TEXTE>
-=-=-

Aux XVIIIe et XIXe siècles, Darwin, Linné, Buffon ou Von Humboldt représentent autant de savants qui, s’ils ne peuvent être qualifiés d’écologistes, participent grandement à mieux connaitre la nature dans le monde entier. Des réserves naturelles sont ensuite mises en place pour protéger certaines zones. Un auteur américain influent du nom d’Aldo Leopold, appelle à «penser comme une montagne», c’est-à-dire pas uniquement comme un être humain qui se sert d’un espace naturel, mais comme une montagne qui abrite de nombreuses espèces en interdépendance. Ancien chasseur, forestier, il devient un précurseur de la vision d’une nature qui dispense des bienfaits à ceux et celles qui la visitent sans vouloir l’exploiter3 .
On peut distinguer aussi avec Arne Naess, philosophe norvégien du XXe siècle, une écologie «superficielle» et une écologie «profonde». Cette dernière va notamment considérer une valeur intrinsèque pour les formes de vie, alors que le plus souvent nous protégeons l’environnement dans un but plus utilitariste: en fonction des besoins humains (y compris de beauté et d’agrément).
Aujourd’hui, les initiatives cumulées de protection de la nature ne parviennent pas à enrayer les chutes massives et rapides de biodiversité dans le monde4 . La cause principale en est le changement d’affectation des terres, principalement en faveur de l’agriculture et dans une moindre mesure pour d’autres activités humaines, sans oublier les pollutions, les espèces invasives favorisées par les transports et le changement climatique. Les principaux outils de «conservation» de la nature (une expression anglophone) restent les espaces protégés, dont on cherche à étendre la surface.
Cependant, dans les pays tropicaux, où la biodiversité est la plus importante (elle est en rapport direct avec la latitude, en augmentant vers l’Équateur), trop souvent on n’a pas mis en place de collaboration avec les populations qui vivent ou vivaient dans ces espaces, à partir de leurs ressources. Cette protection de la nature sans les humains illustre, parfois dramatiquement, une problématique clé de la pensée écologique: comment définir avec les populations concernées les priorités en matière de protection de l’environnement. Ces priorités ne sont pas identiques selon les populations, leurs habitudes, leur culture, leur richesse et leur organisation économique.
Le développement et ses risques
Étendant cette problématique, abordons à présent la question plus large des rapports entre écologie et développement à travers quelques repères. Un auteur qui a lancé un questionnement voué à perdurer en ce domaine est Thomas Malthus. Ce révérend anglais du XVIIIe siècle s’inquiétait de la hausse de population qui ne serait plus en rapport avec les ressources alimentaires. Cette préoccupation s’est poursuivie jusqu’aujourd’hui mais au niveau global, à travers l’idée que les êtres humains seraient trop nombreux et que la Terre n’aura plus assez de ressources pour leur permettre de se nourrir5 .

-=-=-

DONNÉES BRUTES>
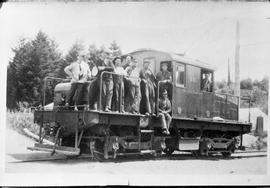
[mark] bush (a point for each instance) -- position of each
(20, 120)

-=-=-

CONSIGNES>
a - Répondez brièvement aux questions suivantes sur le texte consacré à l'écologie :
(i) De quelle nationalité est le philosophe Arne Naess ?
(ii) Quelle est, selon le texte, la cause principale des chutes de biodiversité dans le monde ?
(iii) Qu'est-ce qui inquiétait Thomas Malthus ?
b - Recopiez le passage du texte consacré à l'écologie commençant par « Aux XVIIIe et » et se terminant par « vouloir l’exploiter3 . ».

RÉPONSES PAR CONSIGNE>
a -
(i) Il est norvégien.
(ii) Le changement d'affectation des terres, principalement en faveur de l'agriculture.
(iii) La hausse de population qui ne serait plus en rapport avec les ressources alimentaires.

b -
Aux XVIIIe et XIXe siècles, Darwin, Linné, Buffon ou Von Humboldt représentent autant de savants qui, s’ils ne peuvent être qualifiés d’écologistes, participent grandement à mieux connaitre la nature dans le monde entier. Des réserves naturelles sont ensuite mises en place pour protéger certaines zones. Un auteur américain influent du nom d’Aldo Leopold, appelle à «penser comme une montagne», c’est-à-dire pas uniquement comme un être humain qui se sert d’un espace naturel, mais comme une montagne qui abrite de nombreuses espèces en interdépendance. Ancien chasseur, forestier, il devient un précurseur de la vision d’une nature qui dispense des bienfaits à ceux et celles qui la visitent sans vouloir l’exploiter3 .